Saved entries

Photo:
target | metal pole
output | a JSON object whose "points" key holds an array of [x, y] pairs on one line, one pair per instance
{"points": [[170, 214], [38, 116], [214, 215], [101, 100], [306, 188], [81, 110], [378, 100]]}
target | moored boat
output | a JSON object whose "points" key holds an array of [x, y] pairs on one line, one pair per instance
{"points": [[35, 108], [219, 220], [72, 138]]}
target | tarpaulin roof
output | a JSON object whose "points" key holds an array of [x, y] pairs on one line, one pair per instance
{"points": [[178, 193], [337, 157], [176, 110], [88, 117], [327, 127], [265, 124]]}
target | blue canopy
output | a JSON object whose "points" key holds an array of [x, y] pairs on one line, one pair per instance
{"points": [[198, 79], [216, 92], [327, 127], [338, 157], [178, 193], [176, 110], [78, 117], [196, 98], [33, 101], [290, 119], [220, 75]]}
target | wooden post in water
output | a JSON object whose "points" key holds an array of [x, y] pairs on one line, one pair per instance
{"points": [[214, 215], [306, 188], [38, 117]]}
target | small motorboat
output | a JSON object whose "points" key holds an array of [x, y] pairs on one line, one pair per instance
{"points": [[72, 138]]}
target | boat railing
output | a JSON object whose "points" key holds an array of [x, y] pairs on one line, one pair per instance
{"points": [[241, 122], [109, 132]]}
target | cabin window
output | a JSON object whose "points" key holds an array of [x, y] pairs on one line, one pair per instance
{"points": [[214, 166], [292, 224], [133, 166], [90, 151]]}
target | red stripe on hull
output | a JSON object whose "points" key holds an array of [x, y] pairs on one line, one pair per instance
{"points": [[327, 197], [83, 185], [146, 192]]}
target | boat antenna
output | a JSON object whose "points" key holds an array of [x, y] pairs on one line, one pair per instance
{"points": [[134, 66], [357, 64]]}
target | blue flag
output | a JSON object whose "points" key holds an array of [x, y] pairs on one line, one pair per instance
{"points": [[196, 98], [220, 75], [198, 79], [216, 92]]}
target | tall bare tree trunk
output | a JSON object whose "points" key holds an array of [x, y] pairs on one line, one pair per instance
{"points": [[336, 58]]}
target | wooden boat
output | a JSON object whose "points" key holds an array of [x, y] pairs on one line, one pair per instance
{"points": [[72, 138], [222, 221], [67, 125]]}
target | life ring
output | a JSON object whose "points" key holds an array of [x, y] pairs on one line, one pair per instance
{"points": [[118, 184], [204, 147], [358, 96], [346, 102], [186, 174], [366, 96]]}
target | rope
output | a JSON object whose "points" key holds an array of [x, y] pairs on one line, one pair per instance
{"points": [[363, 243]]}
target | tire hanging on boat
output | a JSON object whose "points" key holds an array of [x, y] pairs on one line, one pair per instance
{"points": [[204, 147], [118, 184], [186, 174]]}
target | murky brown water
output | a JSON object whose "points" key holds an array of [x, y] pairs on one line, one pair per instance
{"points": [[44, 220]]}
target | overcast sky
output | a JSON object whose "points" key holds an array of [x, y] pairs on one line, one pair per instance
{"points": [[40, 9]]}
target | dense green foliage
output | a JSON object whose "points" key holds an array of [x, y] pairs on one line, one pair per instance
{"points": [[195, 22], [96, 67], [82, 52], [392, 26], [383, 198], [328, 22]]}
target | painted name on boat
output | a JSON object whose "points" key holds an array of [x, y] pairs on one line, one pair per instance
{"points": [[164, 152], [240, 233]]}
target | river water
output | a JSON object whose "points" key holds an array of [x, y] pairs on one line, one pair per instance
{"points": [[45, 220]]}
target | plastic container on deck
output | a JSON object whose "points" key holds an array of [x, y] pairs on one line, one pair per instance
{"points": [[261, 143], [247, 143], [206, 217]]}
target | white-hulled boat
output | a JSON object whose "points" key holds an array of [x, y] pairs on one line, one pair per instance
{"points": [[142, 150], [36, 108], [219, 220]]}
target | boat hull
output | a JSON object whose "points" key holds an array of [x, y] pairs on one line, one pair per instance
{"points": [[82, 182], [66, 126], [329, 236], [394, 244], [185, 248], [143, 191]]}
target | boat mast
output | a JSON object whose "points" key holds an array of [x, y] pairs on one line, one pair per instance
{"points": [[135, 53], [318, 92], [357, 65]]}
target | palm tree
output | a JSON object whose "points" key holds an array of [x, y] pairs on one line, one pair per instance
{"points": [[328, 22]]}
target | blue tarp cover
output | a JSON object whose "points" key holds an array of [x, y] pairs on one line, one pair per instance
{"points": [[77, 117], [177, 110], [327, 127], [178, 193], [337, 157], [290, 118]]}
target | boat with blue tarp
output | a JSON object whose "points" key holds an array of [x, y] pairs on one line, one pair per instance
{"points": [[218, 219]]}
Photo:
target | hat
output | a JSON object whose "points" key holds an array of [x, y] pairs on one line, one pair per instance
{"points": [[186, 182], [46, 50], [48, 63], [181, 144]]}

### WHAT TO DO
Beginning at the line with "target | blue tarp cover" and ending at the line with "target | boat with blue tarp", reproduce each line of the data above exactly, and add no other lines.

### RESPONSE AREA
target | blue tarp cover
output | a JSON object whose "points" key holds an array of [x, y] pairs on one line, one pair per instance
{"points": [[77, 117], [177, 110], [327, 127], [178, 193], [337, 157], [290, 118]]}
target | boat with blue tarp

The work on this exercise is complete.